* Begin Dataset entries *
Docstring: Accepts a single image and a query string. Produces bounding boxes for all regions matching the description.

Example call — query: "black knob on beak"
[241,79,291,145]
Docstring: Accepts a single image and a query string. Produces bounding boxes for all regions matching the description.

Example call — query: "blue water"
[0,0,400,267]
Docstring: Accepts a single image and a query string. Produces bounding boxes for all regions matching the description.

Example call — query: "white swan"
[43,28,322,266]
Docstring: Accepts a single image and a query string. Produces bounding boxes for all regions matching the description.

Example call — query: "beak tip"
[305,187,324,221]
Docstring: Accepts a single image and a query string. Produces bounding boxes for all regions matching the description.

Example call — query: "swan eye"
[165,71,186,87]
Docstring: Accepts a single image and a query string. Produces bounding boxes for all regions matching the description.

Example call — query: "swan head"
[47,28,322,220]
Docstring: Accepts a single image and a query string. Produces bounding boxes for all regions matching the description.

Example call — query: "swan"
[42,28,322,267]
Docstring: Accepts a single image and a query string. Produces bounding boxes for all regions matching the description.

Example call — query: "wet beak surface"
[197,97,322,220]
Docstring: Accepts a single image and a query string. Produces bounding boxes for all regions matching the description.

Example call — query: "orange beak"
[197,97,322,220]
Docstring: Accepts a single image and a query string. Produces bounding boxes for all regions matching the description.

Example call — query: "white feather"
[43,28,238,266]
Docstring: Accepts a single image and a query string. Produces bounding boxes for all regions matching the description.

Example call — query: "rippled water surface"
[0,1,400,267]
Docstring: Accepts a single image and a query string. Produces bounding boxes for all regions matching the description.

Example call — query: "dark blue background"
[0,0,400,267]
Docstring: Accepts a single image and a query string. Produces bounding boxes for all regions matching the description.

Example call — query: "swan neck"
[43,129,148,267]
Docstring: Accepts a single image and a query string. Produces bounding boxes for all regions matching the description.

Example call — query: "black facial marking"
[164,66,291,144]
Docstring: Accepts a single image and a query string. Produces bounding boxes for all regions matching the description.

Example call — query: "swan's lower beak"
* End Dataset entries *
[Your task]: Reproduce all of the material above, line for line, with no changes.

[Output below]:
Docstring: Accepts a single image and a query string. Produces bounding boxes for all regions matching the description.

Example call — query: "black knob on beak"
[241,79,291,145]
Docstring: Accepts a single image and a query string. Produces bounding boxes for all regions matching the description.

Example call — query: "blue water"
[0,0,400,267]
Docstring: Accepts a single image and a query string. Produces bounding boxes for all regions matching the description.

Example call — query: "white swan"
[43,28,322,266]
Docstring: Accepts a single image and a query string. Produces bounding boxes for all regions matching the description.

Example call — query: "beak tip"
[305,187,324,221]
Docstring: Accepts a single image and a query string. Produces bounding boxes for all regions matching the description.

Example call — query: "swan eye"
[165,71,186,87]
Docstring: Accepts a single image and a query string. Produces bounding boxes for all regions matching the description.

Example call — query: "swan head"
[47,28,322,220]
Docstring: Accepts a single image and a query string. Produces bounding boxes for all regions matching the description.

Example call — query: "swan"
[42,28,322,267]
Docstring: Accepts a single image and a query string. Produces bounding boxes for all regions matching the description.

Example call — query: "wet beak surface"
[197,97,322,220]
Docstring: Accepts a single image and a query string. Produces bounding boxes for all regions matching the description.

Example call — query: "orange beak"
[197,97,322,220]
Docstring: Accepts a single image and a query string. Produces bounding boxes for all regions matching the description.

Example call — query: "white feather"
[43,28,238,266]
Docstring: Accepts a single image and a query string. Produces bounding boxes for all regions matching the description.

Example call — query: "rippled water surface"
[0,1,400,267]
Docstring: Accepts a single image and a query string. Produces bounding boxes for all regions matching the description.

Example call — query: "dark blue background"
[0,0,400,267]
Docstring: Accepts a single image and a query string. Produces bounding boxes for all regions matching the description.

Example call — query: "swan neck"
[43,129,148,267]
Docstring: Accepts a single image and a query string. Produces bounding boxes for all regions matching the description.

Example call — query: "black facial marking"
[164,66,291,144]
Docstring: Accepts a single image and a query string. Produces bounding boxes for all regions matching the description.

Example call — query: "swan's lower beak"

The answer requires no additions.